◆ **Exercise requirements**
In the article on Colorado's insurance bad faith statute, who argued Casper's case before the Colorado Supreme Court?

◆ **Document section**
Colorado’s legislature enacted the state’s insurance bad faith statute in 2008, but landmark Colorado Supreme Court rulings on the subject have only existed since last year. Before the high court delivered a handful of decisions in 2018, it hadn’t been clear how claims under the statute should be classified, which in turn resulted in uncertainty about the statute of limitations and how to calculate the amount plaintiffs can recover.
One case that helped provide key clarification has earned a nomination for the Case of the Year Award from the Colorado Trial Lawyers Association for attorneys from Levin Sitcoff and Keating Wagner Polidori Free. The lawsuit, Casper v. Guarantee Trust Life Insurance Company, involved claims that the insurance company unreasonably denied the plantiff’s claim for insurance benefits on what was ultimately terminal cancer. Michael Casper, the plaintiff, died nine days after the jury delivered a verdict in his favor, which added additional obstacles in the case’s appeals. The insurance company argued Casper’s death should have voided the jury award under the survival statute.
The case began at the trial level in 2012 and got final word from the Colorado Supreme Court in spring 2018. Zach Warzel, a partner at Keating Wagner, led the case for Casper at trial, and brought in Levin Sitcoff attorneys Brad Levin and Nelson Waneka during the appeals. Levin did the arguments for the Court of Appeals, and Waneka argued the case before the Supreme Court.

Data records
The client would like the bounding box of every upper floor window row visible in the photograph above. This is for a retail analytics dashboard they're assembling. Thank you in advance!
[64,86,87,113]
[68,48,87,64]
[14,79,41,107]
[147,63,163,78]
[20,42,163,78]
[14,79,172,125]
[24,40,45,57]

◆ **Result of the exercise**
Nelson Waneka of Levin Sitcoff.